Each entry below is to be printed verbatim.
= = = = = = =
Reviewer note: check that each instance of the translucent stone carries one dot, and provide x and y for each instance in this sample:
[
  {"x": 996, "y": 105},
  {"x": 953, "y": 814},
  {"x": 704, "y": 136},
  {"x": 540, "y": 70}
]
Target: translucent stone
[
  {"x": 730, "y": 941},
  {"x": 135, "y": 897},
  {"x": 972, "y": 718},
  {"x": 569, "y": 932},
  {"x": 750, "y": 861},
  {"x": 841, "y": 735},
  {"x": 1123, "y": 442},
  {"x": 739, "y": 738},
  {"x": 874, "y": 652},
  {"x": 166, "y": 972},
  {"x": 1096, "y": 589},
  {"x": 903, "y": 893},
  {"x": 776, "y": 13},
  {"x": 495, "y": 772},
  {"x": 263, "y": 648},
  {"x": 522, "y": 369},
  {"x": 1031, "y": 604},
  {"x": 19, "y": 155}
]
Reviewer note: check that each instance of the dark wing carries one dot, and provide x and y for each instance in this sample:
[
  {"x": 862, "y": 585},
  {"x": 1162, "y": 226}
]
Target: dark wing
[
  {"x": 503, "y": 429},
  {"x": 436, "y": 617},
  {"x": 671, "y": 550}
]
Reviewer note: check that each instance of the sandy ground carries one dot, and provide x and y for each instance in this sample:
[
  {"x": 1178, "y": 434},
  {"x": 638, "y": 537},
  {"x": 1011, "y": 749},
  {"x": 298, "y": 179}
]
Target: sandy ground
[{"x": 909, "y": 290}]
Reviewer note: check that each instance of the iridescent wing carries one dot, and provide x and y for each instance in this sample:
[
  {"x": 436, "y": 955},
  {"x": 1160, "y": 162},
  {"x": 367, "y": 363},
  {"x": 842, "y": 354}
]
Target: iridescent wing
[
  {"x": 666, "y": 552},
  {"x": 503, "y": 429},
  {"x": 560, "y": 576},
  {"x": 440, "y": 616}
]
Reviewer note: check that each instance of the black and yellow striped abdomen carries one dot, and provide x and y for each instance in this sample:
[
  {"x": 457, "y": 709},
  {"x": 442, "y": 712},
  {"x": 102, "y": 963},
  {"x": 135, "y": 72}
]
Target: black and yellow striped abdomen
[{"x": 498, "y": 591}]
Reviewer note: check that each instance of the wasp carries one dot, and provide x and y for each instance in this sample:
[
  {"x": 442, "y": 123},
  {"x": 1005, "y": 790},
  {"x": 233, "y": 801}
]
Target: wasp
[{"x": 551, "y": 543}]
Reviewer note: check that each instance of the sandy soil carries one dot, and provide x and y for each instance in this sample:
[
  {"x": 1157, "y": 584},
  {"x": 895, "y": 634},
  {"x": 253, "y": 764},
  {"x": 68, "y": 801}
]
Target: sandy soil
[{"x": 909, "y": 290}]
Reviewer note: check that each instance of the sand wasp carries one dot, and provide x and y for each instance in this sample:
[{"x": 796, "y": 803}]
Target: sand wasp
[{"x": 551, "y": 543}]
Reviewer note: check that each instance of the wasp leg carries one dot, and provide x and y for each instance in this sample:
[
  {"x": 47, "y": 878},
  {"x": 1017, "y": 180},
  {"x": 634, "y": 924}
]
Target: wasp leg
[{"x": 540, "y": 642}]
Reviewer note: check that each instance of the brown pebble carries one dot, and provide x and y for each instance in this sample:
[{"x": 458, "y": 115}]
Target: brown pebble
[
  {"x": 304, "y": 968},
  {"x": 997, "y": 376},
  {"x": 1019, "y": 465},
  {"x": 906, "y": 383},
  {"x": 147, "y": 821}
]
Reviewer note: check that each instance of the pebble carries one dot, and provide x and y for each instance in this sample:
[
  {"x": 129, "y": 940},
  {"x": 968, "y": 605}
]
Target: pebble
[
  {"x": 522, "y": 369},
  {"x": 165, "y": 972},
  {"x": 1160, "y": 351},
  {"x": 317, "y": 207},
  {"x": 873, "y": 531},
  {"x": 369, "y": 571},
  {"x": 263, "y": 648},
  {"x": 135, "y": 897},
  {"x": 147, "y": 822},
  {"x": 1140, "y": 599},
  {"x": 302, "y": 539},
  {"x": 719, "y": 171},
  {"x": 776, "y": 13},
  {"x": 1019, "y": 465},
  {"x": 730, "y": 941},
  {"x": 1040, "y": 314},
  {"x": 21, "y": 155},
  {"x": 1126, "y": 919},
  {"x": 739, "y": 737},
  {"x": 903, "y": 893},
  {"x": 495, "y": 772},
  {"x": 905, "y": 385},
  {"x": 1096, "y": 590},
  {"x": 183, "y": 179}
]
= = = = = = =
→ **Response**:
Reviewer note: check that each instance of the translucent stone carries one dot, and provide x and y for each instance in this sample:
[
  {"x": 996, "y": 105},
  {"x": 953, "y": 814},
  {"x": 704, "y": 136},
  {"x": 540, "y": 70}
]
Target: translucent stone
[
  {"x": 730, "y": 941},
  {"x": 135, "y": 897},
  {"x": 972, "y": 718},
  {"x": 569, "y": 932},
  {"x": 750, "y": 861},
  {"x": 841, "y": 735},
  {"x": 1123, "y": 442},
  {"x": 739, "y": 738},
  {"x": 874, "y": 652},
  {"x": 166, "y": 972},
  {"x": 1096, "y": 589},
  {"x": 903, "y": 893},
  {"x": 776, "y": 13},
  {"x": 495, "y": 772},
  {"x": 263, "y": 648},
  {"x": 522, "y": 369},
  {"x": 1031, "y": 604},
  {"x": 19, "y": 155}
]
Reviewer note: check that each instance of the dark wing carries one dot, and provide x and y for each instance in this sample:
[
  {"x": 862, "y": 585},
  {"x": 1162, "y": 226}
]
Target: dark wing
[
  {"x": 503, "y": 429},
  {"x": 436, "y": 617},
  {"x": 671, "y": 550}
]
Reviewer note: check that each instance of the sandy ground carries one dot, and provide x and y for each instance in this sample:
[
  {"x": 1178, "y": 434},
  {"x": 638, "y": 537},
  {"x": 1011, "y": 749},
  {"x": 298, "y": 179}
]
Target: sandy ground
[{"x": 909, "y": 290}]
Reviewer note: check that each instance of the iridescent wing carries one dot, and provide x and y for each instance in this sample:
[
  {"x": 436, "y": 955},
  {"x": 1160, "y": 162},
  {"x": 367, "y": 363},
  {"x": 842, "y": 354}
]
Target: iridescent wing
[
  {"x": 666, "y": 552},
  {"x": 503, "y": 429},
  {"x": 560, "y": 576},
  {"x": 440, "y": 616}
]
Reviewer note: check that each instance of the black and yellow striped abdomen carries one dot, and provide x and y for each instance in this sample:
[
  {"x": 457, "y": 709},
  {"x": 442, "y": 712},
  {"x": 102, "y": 963},
  {"x": 135, "y": 72}
]
Target: black and yellow striped abdomen
[{"x": 498, "y": 591}]
Reviewer note: check that each instance of the wasp carries one dot, and provide x and y for each instance in this sample:
[
  {"x": 442, "y": 123},
  {"x": 1005, "y": 790},
  {"x": 233, "y": 801}
]
Target: wasp
[{"x": 551, "y": 543}]
Reviewer note: check that each instance of the sandy soil carries one dot, and provide x and y for each instance in this sample:
[
  {"x": 1157, "y": 584},
  {"x": 895, "y": 634},
  {"x": 253, "y": 764},
  {"x": 68, "y": 801}
]
Target: sandy soil
[{"x": 909, "y": 290}]
Reviewer note: check that each instance of the sand wasp carries one dot, and provide x and y for each instance in this sample:
[{"x": 796, "y": 803}]
Target: sand wasp
[{"x": 551, "y": 543}]
Reviewer note: check that each instance of the wasp leg carries one dot, and provide x and y for each instance in this sample:
[
  {"x": 47, "y": 878},
  {"x": 1017, "y": 180},
  {"x": 634, "y": 924}
]
Target: wasp leg
[{"x": 540, "y": 642}]
Reviewer note: check that each instance of the brown pebble carries one dot, and provide x and y for each instance in this sample:
[{"x": 458, "y": 115}]
Target: brown pebble
[
  {"x": 304, "y": 968},
  {"x": 997, "y": 376},
  {"x": 1019, "y": 465},
  {"x": 906, "y": 383},
  {"x": 147, "y": 821}
]
Reviewer note: check that each instance of the pebble carries one dot, and provide x and y for each instance in this sample:
[
  {"x": 129, "y": 940},
  {"x": 968, "y": 605}
]
Target: pebble
[
  {"x": 522, "y": 369},
  {"x": 165, "y": 972},
  {"x": 1160, "y": 351},
  {"x": 317, "y": 207},
  {"x": 873, "y": 531},
  {"x": 369, "y": 571},
  {"x": 263, "y": 648},
  {"x": 135, "y": 897},
  {"x": 147, "y": 822},
  {"x": 1140, "y": 599},
  {"x": 302, "y": 539},
  {"x": 719, "y": 171},
  {"x": 776, "y": 13},
  {"x": 1019, "y": 465},
  {"x": 730, "y": 941},
  {"x": 1040, "y": 314},
  {"x": 21, "y": 155},
  {"x": 1126, "y": 919},
  {"x": 739, "y": 737},
  {"x": 903, "y": 893},
  {"x": 495, "y": 772},
  {"x": 905, "y": 385},
  {"x": 1096, "y": 590},
  {"x": 183, "y": 179}
]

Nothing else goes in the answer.